§ **Directive**: Write the next few paragraphs of the review of the TVB series Captain of Destiny, continuing from its last sentence.

§ **Document segment**:
Captain of Destiny (張保仔)
Genre: Historical Fiction
Length: 32 episodes
Producer: Leung Choi Yuen
Rating: 4 out of 5 stars
Ruco Chan as Aisin Giro Man-ho and Bowie
Grace Chan as Wong Tai Mui
Tony Hung as Cheung Po Chai
Kelly Fu as Ha Sim
Maggie Shiu as Shek Kiu
Mandy Wong as Wong Suk Kwan
Joel Chan as Wong Yat Hin
Elaine Yiu as Imperial Consort Yim
Lau Kong as Emperor Jiaqing
and Cheung Kwok Keung, Matt Yeung, Claire Yiu, Oceane Zhu, Otto Chan, Lee Sing Cheung, Elliot Yue, Katy Kung, Law Lok Lam, Ram Chiang, Kam Kong, Susan Tse, etc.
I meant to write this review way sooner than it turned out. As it’s almost been a month since the series ended it’s air, I still feel compelled to write something for Captain because as the year is coming to an end, it is safe to say that Captain was not only a big budget production, but one of the more memorable series this year. Normally, TVB will have 1-2 high exposure and audience commendable series, but while the churn of series this year is the same number, the quality is similar to what you would experience if it were a drought. As TVB is mining down to the last of its talent, you’ll see that newbies like Tony Hung and Grace Chan have more opportunities for work – and also criticism as it turns out.
The overall star of the show is still Ruco and we can really agree that TVB trusts him to take the lead by increasing his screen time to match, if not surpass, that of Tony’s, who is supposedly the main character of the fiction. It is also interesting to see the turn of events as TVB initially planned to filmed this Qing dynasty adaption way back in the early 2000’s with Louis Koo as the leading man. Yet as CGI and green screen effects weren’t as advanced back then, TVB had to delay the filming to 15 years later. Now it’s okay to feel ripped off because we were suppose to see Louis, but ended up with Tony. While I’ve heard many criticisms on Tony’s acting for Captain, I can’t seem to understand the base for the them. For one, although I’ve seen Tony in several series in the past, Po-Chai is his most memorable role with a good balance of comedic timing, brotherly love for his team and father, and a soft affectionate side for Grace.
As an anniversary showoff, it wasn’t short of any of the usual elements that make up a successful action-packed and dramatic production. Sacrificing for your blood-related brother, sworn brother, or adopted father was all in the play. We weren’t short of any of the usual romances where one party believed that they could go to the ends of the earth for the other (Think Oceane ugh), unrequited love, and love triangles. Royal brothers that tried to backstab each other for the throne and princes that turned out to be something else, it was all there. Even palatial catfights between concubines were woven in somehow, even though we didn’t ask for them.

§ **Collected material**:

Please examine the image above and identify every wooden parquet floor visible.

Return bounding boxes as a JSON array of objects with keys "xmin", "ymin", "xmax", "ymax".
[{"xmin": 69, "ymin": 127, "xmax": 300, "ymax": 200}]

§ **Response**:
Characters and Performances
Ruco Chan. Righteous, handsome, ambitious, and commanding, Man-ho certainly carries with him a royal and influential vibe at all times. In the beginning, I’ll admit he was almost too domineering and his style of going head-on with his father, the Emperor, was too much to bear. After all, as the Emperor, he could order him out of the palace and never to be seen again. With his selfish and troublemaking royal half-brothers, Man-ho was able to make friends with commoner Siu-fu (Little Tiger). The two partners ended up going through thick and thin together and was able to accomplish much together. The addition of Yat-hin in the picture, of course, spiced things up as he appeared to be a shrewd businessman who had the capacity for loyalty. Together the three were able to conquer the Canton pirates on Cheung Po-Chai’s team, later only to realize that they are brothers bonded by blood.
For Ruco, most of the focus was on his military and naval adventures. Thankfully, for those audiences who believe that it was painful to watch Ruco’s love scenes with two newbie actresses, there was very little of it. He didn’t meet Grace until after the 20th episode and after less than three encounters, they expressed love for one another. The fangirl is not afraid to admit that I loved the snowing night scene with the two. As for Kelly, she serves as his extremely loyal maid until their last scene, right before their life or death battle. It just so happens that Ruco surrendered Grace to Tony and ended up with Kelly. How convenient.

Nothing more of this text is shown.